* _ROWS_
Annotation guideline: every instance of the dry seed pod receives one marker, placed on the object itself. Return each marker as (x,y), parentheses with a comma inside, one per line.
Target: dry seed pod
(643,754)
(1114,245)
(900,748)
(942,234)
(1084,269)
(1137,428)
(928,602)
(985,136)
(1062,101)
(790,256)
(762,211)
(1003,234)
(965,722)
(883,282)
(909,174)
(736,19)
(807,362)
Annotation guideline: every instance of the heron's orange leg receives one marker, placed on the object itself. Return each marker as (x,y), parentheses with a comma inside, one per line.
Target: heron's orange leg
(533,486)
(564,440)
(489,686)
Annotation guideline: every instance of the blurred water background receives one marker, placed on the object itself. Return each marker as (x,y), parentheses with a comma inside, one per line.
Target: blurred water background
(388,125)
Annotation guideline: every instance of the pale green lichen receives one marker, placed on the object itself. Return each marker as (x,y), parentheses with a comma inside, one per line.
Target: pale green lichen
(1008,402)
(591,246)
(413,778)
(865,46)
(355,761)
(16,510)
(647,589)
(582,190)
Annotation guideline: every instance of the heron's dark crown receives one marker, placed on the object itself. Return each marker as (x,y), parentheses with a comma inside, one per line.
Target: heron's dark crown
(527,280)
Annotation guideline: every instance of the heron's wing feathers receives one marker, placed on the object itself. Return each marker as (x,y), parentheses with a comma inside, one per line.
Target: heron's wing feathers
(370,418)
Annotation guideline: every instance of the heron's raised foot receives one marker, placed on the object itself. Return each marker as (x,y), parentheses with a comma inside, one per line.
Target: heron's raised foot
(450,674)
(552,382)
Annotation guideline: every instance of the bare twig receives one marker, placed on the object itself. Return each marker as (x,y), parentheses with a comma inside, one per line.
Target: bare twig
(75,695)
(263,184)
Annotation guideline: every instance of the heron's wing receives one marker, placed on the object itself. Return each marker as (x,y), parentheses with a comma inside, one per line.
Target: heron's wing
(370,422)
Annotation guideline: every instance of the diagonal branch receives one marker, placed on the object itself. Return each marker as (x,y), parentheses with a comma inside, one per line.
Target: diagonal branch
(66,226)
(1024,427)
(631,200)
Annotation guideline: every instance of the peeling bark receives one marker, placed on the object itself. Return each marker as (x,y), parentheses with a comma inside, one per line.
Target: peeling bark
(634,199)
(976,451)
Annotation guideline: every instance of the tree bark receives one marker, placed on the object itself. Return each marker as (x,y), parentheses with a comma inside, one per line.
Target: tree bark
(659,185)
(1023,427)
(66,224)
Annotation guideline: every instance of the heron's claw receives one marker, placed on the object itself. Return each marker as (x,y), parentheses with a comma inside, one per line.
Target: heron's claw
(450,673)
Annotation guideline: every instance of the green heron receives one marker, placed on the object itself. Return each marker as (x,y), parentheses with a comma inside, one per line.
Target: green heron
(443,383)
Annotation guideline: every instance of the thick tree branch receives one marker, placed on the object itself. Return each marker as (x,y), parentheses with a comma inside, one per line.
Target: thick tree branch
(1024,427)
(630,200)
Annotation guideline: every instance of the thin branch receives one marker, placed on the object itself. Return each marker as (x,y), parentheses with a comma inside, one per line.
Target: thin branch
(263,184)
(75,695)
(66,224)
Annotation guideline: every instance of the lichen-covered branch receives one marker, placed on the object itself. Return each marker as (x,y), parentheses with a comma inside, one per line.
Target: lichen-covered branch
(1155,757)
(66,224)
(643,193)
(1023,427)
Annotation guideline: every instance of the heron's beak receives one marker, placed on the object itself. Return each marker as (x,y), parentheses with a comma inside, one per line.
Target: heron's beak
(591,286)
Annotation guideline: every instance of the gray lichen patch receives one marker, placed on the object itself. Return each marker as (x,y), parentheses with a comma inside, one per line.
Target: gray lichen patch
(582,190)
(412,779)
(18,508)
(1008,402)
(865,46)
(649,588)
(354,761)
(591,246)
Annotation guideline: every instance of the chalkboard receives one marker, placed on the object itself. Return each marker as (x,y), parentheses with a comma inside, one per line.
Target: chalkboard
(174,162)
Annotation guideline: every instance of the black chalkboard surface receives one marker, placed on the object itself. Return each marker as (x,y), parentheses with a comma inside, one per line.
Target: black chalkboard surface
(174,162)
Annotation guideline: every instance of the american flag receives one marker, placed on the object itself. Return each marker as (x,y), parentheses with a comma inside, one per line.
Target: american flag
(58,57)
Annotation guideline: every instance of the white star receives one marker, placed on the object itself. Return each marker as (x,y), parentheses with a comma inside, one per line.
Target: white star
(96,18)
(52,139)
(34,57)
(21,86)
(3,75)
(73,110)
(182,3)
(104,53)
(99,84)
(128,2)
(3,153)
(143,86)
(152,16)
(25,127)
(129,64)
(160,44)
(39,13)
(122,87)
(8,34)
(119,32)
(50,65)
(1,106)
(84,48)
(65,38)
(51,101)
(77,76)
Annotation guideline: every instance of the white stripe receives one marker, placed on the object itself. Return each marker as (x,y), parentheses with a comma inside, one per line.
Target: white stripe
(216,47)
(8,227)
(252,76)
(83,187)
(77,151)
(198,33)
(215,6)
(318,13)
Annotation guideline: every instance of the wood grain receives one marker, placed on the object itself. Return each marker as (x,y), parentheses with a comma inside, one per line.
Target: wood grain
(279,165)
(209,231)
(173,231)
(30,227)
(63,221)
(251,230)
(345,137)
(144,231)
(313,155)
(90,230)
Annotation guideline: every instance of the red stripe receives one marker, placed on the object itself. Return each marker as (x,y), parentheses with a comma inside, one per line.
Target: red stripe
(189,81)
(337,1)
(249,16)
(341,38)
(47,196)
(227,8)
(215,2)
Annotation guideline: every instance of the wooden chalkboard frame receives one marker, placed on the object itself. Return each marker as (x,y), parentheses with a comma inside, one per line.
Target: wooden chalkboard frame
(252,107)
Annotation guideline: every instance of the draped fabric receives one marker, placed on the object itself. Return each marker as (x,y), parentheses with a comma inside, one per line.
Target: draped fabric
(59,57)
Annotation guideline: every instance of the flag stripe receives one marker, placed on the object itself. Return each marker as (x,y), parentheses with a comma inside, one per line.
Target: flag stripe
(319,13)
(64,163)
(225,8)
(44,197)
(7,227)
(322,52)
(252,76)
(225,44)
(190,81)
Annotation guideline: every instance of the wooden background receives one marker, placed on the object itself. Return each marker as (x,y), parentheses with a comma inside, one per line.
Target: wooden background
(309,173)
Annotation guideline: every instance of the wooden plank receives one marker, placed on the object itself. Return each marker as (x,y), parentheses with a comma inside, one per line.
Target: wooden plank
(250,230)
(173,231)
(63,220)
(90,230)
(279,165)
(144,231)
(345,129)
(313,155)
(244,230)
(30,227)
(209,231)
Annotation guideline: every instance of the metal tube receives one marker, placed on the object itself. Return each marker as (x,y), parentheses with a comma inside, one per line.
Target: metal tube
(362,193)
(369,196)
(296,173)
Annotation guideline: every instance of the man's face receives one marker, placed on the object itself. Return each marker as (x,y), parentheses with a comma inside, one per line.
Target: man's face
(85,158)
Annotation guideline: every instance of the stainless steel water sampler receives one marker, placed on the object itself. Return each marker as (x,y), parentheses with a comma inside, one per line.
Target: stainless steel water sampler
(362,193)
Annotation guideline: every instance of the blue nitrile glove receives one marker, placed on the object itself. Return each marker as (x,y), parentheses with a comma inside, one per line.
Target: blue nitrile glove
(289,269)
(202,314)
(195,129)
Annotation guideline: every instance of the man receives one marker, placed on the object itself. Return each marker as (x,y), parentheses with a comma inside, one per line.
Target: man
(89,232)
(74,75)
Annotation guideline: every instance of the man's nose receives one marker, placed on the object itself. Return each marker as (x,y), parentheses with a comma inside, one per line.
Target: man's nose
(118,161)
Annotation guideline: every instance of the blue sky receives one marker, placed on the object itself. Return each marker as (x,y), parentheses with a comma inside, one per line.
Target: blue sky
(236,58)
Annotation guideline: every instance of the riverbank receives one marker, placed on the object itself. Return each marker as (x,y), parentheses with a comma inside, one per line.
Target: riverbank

* _DIRECTIONS FOR THIS TASK_
Would you quote, exactly and only, the lines from the one containing "Annotation guideline: every instance of the blue nitrile" to the end of the entries?

* _EXERCISE RESPONSE_
Annotation guideline: every instance of the blue nitrile glove receives one marker, placed on the object itself. Return each marker as (x,y), parentheses with a comma inside, one per line.
Target: blue nitrile glove
(289,269)
(202,314)
(195,129)
Annotation guideline: every instance of the man receives one marker, placed on the object itself. Return each marker as (x,y), parentheses with a comma inside, one per line.
Target: man
(89,232)
(74,75)
Annotation guideline: every instance of the man's nose receives one marker, placed on the object itself. Return each marker as (x,y), parentheses with a comma inside, one per line.
Target: man's nose
(118,161)
Annotation guideline: every instance of the blue sky receives one marker, placed on the object itself. Return each marker as (x,y), parentheses with a comma inside, one per line.
Target: blue sky
(236,58)
Annotation guideline: every instance of the riverbank receives one marker, placed on the object itself. Return each marker as (x,y), parentheses with a comma inside, one per line.
Target: riverbank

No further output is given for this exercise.